→ **Activity 1**:
In the freehub thread, what does C-40 suggest using in place of the Campy grease?

(Text)

# New Shamal Freehub Seem TOO Quiet ;-)



## tom_h (May 6, 2008)

I have about 150 miles on a new Shamal Ultra wheelset ... and the freehub ratchet / clicking sound is _almost_ as quiet as my Shimano freehubs. 

Not that I necessarily wanted a "buzzing hornets" freehub, like some of my Campy riding partners have ... but it is a pretty cool sound ;-) 

Did the freehub design change, or does it take a few 100 miles for the OE grease to thin out ??

Also , the new rear wheel occasionally feels like the freehub slips a few degrees of rotation on hard acceleration, then the ratchet pawls "grab". This is a more significant concern. This also seems consistent with too-thick factory grease in the freehub. 

Is this normal or typical w/ new Campy freehubs? Or do I have a problem requiring warranty service?

PS: 
in the 1960s, I would occasionally dis-assemble & clean my 5-cog Schwinn _freewheels_ (ugh) ... when re-packed with fresh 60s grease, it would be very quiet for a few dozen miles, then the click-click-click would resume ... that's what made me think of this on the new Campy wheels.


----------



## C-40 (Feb 4, 2004)

*info..*

It's not normal. My Fulcrum wheels had a loud racheting when I first got them. You may well have too much grease in the pawl area. Campy has used the same white grease for many years, but it's not too heavy.

It's not hard to take the hub apart, enough to expose the pawls and see how heavily packed the grease is, in the pawl area.

Worst case, you could remove the Campy grease and replace with Park Poly lube or similar.


----------



## mriddle (Nov 16, 2005)

*Give it time*

I bought a pair of Bora's last fall.
I actually posted about this same issue I think. 
Virtually silent for the initial 500 miles, now I have about 1500 miles on them and they are screaming.


----------



## SimeofPag (Jan 31, 2009)

(End Text)
(Records supplied)

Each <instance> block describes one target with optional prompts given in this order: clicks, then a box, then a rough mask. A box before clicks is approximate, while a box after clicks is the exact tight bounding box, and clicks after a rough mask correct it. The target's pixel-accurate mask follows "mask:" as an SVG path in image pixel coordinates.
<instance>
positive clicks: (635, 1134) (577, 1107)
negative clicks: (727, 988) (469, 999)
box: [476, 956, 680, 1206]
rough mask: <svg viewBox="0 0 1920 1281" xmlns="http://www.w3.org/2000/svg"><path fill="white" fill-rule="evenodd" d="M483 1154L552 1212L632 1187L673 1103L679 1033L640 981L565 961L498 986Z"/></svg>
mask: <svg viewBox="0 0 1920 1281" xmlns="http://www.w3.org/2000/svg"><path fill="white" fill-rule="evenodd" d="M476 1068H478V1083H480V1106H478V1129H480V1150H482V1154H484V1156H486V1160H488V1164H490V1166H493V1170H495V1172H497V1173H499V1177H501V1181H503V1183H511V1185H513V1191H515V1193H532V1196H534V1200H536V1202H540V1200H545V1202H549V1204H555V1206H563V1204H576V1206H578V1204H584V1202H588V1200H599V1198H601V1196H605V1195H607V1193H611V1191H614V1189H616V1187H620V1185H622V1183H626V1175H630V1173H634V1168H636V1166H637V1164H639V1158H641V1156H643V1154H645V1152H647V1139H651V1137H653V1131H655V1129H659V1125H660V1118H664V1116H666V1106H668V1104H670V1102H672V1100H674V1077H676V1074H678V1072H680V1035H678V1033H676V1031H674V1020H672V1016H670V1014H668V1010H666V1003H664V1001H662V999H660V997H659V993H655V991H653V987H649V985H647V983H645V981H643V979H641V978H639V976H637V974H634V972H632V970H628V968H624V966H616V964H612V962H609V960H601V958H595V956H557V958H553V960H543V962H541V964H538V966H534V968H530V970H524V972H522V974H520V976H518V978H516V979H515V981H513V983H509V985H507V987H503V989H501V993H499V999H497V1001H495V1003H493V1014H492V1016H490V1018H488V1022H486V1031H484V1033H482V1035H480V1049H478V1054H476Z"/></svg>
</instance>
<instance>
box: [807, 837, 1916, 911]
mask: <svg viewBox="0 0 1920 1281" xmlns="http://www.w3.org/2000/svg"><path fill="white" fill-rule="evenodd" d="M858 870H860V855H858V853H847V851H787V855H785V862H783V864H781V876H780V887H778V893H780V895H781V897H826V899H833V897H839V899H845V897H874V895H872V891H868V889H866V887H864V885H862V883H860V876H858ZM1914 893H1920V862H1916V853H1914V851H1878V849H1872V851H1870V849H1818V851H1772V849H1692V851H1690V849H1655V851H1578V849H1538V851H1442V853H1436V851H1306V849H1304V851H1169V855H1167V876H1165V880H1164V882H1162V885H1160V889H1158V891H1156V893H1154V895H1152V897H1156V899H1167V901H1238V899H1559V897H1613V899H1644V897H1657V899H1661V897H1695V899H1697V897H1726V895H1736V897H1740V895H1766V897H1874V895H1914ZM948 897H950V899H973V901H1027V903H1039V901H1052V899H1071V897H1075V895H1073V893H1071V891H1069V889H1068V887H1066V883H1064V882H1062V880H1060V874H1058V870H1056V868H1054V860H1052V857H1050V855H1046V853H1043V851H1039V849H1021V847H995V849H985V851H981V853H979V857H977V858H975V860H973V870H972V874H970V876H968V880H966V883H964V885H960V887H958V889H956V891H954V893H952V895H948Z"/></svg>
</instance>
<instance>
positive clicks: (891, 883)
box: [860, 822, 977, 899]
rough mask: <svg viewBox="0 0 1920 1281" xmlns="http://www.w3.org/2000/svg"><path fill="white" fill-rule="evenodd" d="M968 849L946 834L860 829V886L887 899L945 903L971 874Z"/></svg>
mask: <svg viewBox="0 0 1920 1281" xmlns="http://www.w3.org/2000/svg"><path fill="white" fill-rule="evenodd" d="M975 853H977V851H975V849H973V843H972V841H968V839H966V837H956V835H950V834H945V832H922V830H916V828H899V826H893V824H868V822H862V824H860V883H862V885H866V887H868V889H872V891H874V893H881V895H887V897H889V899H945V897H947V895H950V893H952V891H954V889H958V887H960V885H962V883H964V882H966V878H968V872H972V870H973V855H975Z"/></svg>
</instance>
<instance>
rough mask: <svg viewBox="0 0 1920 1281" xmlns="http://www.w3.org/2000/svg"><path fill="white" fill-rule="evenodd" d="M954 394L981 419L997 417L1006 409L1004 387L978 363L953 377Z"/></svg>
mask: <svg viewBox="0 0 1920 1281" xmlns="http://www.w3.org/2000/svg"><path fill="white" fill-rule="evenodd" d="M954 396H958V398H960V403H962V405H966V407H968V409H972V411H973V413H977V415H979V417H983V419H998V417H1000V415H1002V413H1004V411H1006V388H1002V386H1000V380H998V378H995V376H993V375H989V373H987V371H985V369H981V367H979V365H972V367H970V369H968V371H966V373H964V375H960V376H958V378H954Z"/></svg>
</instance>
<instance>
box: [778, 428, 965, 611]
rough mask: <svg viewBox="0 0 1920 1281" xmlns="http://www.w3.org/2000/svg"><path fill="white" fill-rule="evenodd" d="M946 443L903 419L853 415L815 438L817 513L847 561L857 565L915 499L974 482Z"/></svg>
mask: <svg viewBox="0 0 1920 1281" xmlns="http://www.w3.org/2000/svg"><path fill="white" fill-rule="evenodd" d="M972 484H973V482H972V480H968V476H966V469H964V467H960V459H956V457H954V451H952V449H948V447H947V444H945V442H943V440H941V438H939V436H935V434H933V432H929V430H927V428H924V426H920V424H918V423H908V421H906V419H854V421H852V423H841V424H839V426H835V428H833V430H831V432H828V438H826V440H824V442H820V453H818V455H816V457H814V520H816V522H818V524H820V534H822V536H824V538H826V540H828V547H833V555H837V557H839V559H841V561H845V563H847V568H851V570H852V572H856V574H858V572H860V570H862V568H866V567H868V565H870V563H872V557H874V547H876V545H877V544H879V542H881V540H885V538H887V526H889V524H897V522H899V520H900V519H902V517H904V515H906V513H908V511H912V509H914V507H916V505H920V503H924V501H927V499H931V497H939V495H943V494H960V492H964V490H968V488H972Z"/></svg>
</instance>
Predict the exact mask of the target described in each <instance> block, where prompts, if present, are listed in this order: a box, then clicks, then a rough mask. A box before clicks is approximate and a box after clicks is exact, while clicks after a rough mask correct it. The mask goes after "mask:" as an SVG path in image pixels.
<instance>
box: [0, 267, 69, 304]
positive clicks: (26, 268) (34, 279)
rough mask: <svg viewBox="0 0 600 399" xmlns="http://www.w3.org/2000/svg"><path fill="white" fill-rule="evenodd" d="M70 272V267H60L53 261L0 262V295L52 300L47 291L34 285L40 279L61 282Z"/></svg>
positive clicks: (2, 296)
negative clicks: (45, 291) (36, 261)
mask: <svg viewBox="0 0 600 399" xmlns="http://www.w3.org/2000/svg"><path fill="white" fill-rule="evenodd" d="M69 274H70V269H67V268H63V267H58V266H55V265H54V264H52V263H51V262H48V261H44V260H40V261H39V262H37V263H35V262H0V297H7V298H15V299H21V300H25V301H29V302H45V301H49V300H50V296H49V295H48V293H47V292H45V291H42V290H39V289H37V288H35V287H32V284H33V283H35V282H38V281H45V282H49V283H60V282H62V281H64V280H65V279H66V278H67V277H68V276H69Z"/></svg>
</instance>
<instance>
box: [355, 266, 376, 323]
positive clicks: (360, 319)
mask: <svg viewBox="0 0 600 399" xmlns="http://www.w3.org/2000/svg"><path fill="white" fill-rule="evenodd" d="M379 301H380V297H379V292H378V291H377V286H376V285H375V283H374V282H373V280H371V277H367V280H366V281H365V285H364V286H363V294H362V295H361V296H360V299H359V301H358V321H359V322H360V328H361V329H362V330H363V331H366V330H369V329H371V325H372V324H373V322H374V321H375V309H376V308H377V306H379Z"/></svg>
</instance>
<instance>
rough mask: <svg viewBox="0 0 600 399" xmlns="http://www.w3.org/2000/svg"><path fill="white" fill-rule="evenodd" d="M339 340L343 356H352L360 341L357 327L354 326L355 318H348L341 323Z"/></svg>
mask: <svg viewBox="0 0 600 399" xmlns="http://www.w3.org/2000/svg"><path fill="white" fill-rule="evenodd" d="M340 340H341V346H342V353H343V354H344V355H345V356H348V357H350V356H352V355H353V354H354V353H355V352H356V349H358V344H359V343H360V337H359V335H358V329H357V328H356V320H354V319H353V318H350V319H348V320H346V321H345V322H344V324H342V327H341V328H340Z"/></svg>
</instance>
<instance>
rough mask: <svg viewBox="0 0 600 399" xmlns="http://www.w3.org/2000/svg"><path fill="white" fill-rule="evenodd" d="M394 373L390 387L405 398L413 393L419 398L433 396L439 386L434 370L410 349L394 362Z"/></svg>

(End Records supplied)

→ **Activity 2**:
In the records, change "clicks" to "points" throughout the stretch from the start through the line containing "box: [476, 956, 680, 1206]", and give back only that stretch with everything else left as is.

→ **Problem solution 1**:
Park Poly lube or similar.

→ **Problem solution 2**:
Each <instance> block describes one target with optional prompts given in this order: points, then a box, then a rough mask. A box before points is approximate, while a box after points is the exact tight bounding box, and points after a rough mask correct it. The target's pixel-accurate mask follows "mask:" as an SVG path in image pixel coordinates.
<instance>
positive points: (635, 1134) (577, 1107)
negative points: (727, 988) (469, 999)
box: [476, 956, 680, 1206]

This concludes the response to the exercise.